(Problem description): Omit every picture and return the rest of the data unaltered.

A block of data:
--------------------

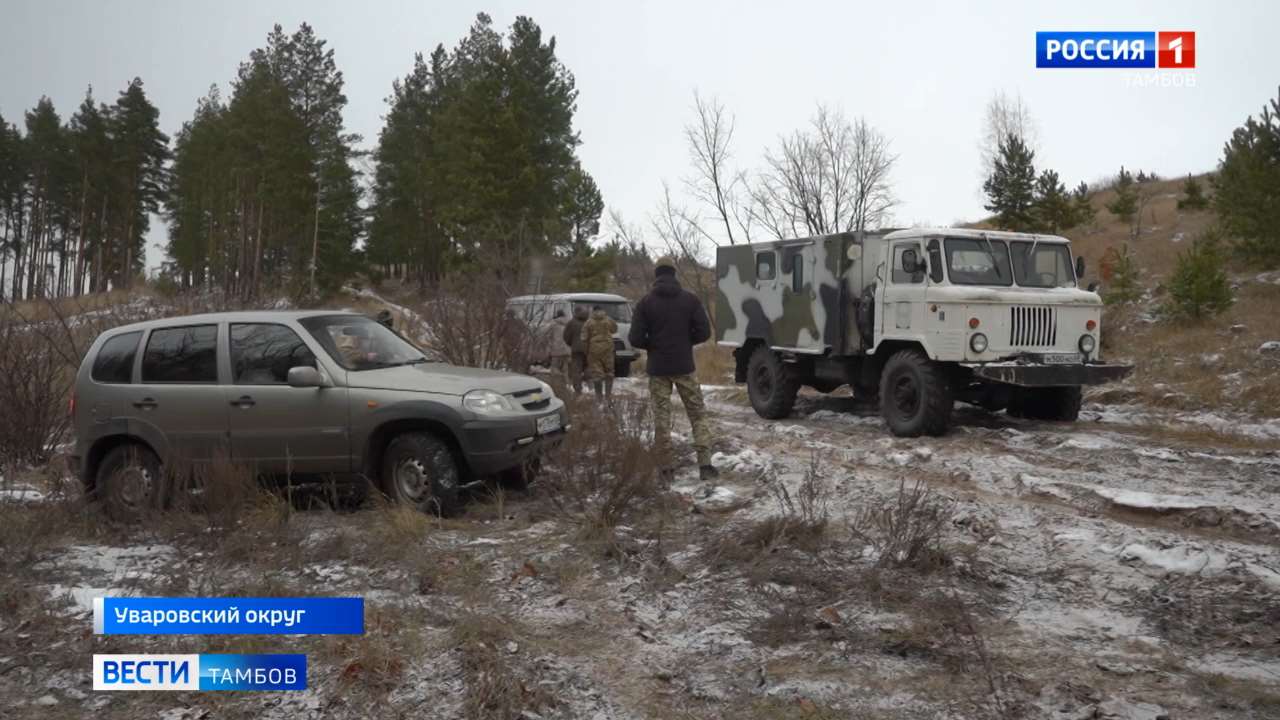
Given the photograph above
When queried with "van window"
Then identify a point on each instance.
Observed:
(766, 265)
(114, 363)
(181, 355)
(263, 354)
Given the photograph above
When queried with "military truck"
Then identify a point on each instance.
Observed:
(919, 318)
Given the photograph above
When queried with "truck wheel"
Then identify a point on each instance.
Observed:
(771, 383)
(1046, 404)
(129, 483)
(419, 469)
(915, 396)
(621, 368)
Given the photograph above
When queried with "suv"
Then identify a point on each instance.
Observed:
(298, 395)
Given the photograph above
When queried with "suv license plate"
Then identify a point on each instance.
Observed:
(548, 424)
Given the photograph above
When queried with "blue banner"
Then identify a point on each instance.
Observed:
(228, 615)
(1089, 49)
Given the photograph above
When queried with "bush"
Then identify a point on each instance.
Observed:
(1198, 287)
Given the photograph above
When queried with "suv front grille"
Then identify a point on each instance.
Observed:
(1032, 326)
(533, 400)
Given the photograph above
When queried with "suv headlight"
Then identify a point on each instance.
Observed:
(485, 402)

--------------------

(The reply):
Given the photograph above
When queried with "van window"
Then identify a point on each instance.
Observed:
(766, 265)
(114, 363)
(181, 355)
(263, 354)
Given the photograph above
When queried with "military truck"
Then identify a point on each instance.
Observed:
(919, 318)
Given the photograph above
When queried with "truck wheel"
Then identify a point on each instance.
Observed:
(771, 383)
(1046, 404)
(129, 483)
(419, 469)
(915, 396)
(621, 368)
Given the photograph above
When queried with "suv"
Then identify a point on each instance.
Observed:
(298, 395)
Given the photograph above
When queried with "suv license plate"
Then identify a point on each instance.
Observed:
(548, 424)
Given the photograph above
When queried with "blue banner"
Then identify a point on each instance.
Observed:
(228, 615)
(1089, 49)
Given the photograph above
When queried with "bush"
Then identify a point on each instance.
Observed:
(1198, 287)
Given the photograph above
When queried with "suv front grille"
Then identify a point on each instance.
Observed:
(1032, 326)
(533, 400)
Given the photograph above
When queried with "suv headlight"
Then identify a point on each instance.
Observed:
(485, 402)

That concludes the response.